### SOURCE RECORDS

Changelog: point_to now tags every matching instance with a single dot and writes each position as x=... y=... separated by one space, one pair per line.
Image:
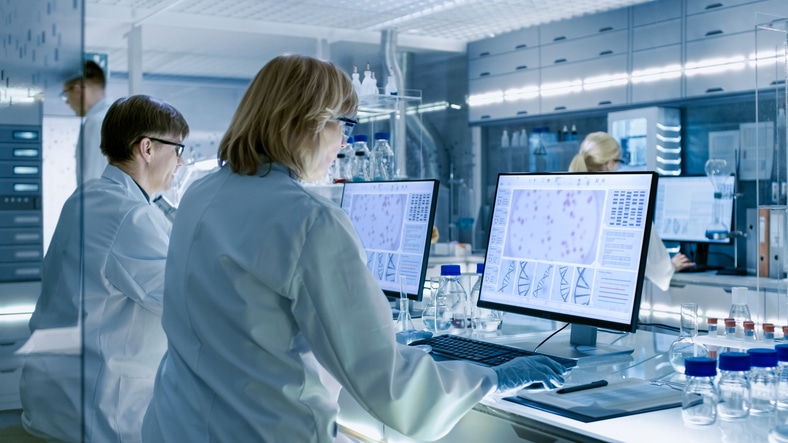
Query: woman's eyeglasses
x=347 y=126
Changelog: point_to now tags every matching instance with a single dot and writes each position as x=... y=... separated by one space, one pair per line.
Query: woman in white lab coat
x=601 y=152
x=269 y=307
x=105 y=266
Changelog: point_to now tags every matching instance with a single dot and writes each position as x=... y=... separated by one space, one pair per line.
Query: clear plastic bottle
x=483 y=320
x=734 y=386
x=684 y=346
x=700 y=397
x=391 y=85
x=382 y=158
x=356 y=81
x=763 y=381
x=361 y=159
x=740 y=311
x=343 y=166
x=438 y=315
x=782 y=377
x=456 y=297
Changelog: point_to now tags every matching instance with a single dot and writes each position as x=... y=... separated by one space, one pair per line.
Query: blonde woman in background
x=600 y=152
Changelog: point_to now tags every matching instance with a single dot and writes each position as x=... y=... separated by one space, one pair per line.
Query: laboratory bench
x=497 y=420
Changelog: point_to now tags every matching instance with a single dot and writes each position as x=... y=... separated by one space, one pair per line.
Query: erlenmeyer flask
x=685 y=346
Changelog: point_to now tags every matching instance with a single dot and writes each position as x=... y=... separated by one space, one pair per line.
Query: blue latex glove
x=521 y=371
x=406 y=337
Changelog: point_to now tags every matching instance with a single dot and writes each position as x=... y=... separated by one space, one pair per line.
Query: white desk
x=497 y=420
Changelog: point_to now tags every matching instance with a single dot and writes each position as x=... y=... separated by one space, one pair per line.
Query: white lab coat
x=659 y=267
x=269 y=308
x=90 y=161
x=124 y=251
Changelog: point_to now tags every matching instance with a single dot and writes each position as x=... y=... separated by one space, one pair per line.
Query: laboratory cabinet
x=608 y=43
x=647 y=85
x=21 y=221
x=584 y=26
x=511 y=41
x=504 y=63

######
### SOURCE RECORDS

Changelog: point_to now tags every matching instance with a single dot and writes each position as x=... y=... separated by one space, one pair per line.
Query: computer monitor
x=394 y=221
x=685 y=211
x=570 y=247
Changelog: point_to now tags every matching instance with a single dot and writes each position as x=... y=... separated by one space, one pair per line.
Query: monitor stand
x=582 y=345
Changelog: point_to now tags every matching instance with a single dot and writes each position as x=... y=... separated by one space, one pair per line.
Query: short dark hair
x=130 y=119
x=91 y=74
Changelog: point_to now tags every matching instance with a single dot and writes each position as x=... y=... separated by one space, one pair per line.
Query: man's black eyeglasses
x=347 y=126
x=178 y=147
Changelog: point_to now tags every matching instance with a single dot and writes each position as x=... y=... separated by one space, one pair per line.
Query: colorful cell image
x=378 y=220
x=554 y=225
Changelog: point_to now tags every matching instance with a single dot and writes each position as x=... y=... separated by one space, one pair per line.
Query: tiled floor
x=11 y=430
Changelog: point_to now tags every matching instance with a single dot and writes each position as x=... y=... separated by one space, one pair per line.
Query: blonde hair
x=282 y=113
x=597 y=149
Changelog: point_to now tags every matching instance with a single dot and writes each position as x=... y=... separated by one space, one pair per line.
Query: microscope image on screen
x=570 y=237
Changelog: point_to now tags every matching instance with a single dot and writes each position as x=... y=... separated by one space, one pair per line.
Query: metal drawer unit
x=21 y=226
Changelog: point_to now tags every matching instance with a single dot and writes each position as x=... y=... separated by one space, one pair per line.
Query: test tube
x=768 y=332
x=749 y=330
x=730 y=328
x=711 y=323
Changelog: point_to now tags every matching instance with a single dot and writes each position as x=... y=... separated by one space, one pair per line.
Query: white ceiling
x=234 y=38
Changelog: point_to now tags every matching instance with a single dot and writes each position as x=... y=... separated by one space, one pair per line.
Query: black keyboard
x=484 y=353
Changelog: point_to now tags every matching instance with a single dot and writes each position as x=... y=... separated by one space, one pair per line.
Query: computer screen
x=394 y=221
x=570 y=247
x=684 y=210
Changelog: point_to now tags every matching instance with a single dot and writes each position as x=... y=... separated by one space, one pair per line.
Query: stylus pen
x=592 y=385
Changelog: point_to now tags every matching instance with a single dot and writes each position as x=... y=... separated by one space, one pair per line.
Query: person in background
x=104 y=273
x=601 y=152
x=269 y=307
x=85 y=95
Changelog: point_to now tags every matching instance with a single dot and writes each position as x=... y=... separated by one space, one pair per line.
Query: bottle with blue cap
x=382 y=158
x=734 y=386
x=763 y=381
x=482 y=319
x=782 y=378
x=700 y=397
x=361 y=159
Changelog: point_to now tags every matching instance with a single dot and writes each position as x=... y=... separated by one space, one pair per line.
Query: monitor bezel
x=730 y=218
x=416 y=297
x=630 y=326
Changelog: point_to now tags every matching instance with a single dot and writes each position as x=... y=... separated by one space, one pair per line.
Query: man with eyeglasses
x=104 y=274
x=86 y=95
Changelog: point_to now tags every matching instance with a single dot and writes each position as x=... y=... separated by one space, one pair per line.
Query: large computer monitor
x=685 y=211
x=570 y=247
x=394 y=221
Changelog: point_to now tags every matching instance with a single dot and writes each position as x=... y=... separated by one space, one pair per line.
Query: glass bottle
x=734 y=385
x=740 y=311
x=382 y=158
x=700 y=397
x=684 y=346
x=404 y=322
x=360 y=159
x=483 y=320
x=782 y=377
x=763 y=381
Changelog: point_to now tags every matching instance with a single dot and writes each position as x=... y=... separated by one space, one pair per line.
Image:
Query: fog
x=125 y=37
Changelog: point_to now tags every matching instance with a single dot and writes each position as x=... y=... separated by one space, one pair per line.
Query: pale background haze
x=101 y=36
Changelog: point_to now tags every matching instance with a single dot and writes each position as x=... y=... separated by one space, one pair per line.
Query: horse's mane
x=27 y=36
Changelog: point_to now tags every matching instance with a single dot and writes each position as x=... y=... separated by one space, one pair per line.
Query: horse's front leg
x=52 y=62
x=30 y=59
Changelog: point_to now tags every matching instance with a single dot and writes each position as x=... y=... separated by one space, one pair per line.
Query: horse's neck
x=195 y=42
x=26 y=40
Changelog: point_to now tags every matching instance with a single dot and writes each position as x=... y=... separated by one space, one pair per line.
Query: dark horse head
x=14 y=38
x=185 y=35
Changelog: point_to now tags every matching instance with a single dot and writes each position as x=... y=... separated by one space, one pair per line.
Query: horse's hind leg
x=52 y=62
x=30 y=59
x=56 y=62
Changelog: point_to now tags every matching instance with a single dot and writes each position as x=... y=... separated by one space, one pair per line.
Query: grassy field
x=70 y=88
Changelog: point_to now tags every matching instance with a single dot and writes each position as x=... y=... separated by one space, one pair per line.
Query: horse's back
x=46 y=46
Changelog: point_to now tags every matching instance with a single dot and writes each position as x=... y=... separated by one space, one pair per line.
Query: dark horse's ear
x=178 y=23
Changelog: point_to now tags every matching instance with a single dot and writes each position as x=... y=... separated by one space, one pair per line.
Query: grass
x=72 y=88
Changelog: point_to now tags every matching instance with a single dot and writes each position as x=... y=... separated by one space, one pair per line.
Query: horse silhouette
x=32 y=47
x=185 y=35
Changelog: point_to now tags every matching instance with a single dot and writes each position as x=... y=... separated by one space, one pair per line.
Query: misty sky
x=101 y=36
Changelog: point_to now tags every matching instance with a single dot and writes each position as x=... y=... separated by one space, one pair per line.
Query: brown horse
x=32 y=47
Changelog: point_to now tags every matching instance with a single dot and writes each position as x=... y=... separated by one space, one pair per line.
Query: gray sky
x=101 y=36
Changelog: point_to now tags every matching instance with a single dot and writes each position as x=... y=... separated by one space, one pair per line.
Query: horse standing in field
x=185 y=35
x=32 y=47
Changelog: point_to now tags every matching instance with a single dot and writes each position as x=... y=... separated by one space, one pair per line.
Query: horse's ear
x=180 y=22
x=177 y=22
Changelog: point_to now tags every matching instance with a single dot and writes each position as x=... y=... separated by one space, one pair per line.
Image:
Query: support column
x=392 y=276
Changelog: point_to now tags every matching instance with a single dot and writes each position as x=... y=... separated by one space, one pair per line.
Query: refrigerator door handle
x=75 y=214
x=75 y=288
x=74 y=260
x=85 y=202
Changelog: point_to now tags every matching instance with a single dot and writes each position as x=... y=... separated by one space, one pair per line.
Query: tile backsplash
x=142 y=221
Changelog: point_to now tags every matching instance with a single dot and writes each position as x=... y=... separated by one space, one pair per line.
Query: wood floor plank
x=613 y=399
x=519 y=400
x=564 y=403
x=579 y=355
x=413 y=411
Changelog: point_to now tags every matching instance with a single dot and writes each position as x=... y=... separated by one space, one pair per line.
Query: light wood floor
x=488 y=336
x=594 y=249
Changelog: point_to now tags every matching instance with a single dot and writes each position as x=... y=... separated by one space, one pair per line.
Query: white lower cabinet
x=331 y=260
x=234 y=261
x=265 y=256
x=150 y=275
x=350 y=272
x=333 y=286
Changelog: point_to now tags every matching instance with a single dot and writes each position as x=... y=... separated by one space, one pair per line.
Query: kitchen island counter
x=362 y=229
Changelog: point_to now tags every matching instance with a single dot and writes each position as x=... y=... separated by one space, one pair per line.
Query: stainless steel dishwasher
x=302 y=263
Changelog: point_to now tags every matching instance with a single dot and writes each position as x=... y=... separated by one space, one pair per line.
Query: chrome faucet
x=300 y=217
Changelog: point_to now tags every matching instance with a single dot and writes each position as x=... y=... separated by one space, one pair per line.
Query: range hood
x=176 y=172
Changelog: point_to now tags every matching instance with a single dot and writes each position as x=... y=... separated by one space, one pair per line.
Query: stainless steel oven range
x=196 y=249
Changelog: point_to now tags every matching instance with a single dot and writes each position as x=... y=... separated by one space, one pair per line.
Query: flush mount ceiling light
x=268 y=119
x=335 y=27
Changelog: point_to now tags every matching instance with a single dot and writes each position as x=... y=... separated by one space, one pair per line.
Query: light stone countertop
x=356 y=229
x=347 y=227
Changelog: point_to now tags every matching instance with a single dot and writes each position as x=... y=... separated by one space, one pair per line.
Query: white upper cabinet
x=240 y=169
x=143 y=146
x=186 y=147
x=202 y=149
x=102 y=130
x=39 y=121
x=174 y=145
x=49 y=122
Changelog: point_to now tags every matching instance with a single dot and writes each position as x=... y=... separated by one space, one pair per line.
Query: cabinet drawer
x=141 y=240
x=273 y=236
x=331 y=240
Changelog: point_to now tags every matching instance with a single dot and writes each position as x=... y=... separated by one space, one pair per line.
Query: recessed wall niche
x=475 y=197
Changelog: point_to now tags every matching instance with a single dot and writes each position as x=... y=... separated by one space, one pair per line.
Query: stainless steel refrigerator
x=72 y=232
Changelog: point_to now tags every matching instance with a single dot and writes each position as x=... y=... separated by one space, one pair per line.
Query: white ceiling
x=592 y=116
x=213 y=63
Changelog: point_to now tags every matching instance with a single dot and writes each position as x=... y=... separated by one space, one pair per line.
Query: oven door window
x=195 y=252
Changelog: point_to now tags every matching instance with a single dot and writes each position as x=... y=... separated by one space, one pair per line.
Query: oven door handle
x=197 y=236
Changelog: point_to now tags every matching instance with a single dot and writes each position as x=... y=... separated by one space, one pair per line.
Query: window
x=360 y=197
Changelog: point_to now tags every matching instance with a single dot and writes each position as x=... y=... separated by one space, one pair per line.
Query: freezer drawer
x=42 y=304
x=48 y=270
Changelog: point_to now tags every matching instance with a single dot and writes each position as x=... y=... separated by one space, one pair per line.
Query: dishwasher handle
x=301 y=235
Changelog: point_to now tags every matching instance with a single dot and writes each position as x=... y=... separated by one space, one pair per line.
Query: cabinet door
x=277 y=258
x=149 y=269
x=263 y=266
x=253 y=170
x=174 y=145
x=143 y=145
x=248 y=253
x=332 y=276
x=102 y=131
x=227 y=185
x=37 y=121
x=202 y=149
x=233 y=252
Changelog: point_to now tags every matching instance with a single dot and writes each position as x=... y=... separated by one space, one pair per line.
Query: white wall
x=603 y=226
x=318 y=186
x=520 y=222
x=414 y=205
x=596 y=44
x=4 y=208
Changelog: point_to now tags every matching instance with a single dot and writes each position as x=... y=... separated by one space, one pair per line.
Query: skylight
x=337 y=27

######

- [GOAL]: Pick out every line in the data above that contains the word "bottle", and copy each of those lines unchanged.

- [EXERCISE RESULT]:
Query: clear plastic bottle
Query: bottle with blue cap
Query: glass bottle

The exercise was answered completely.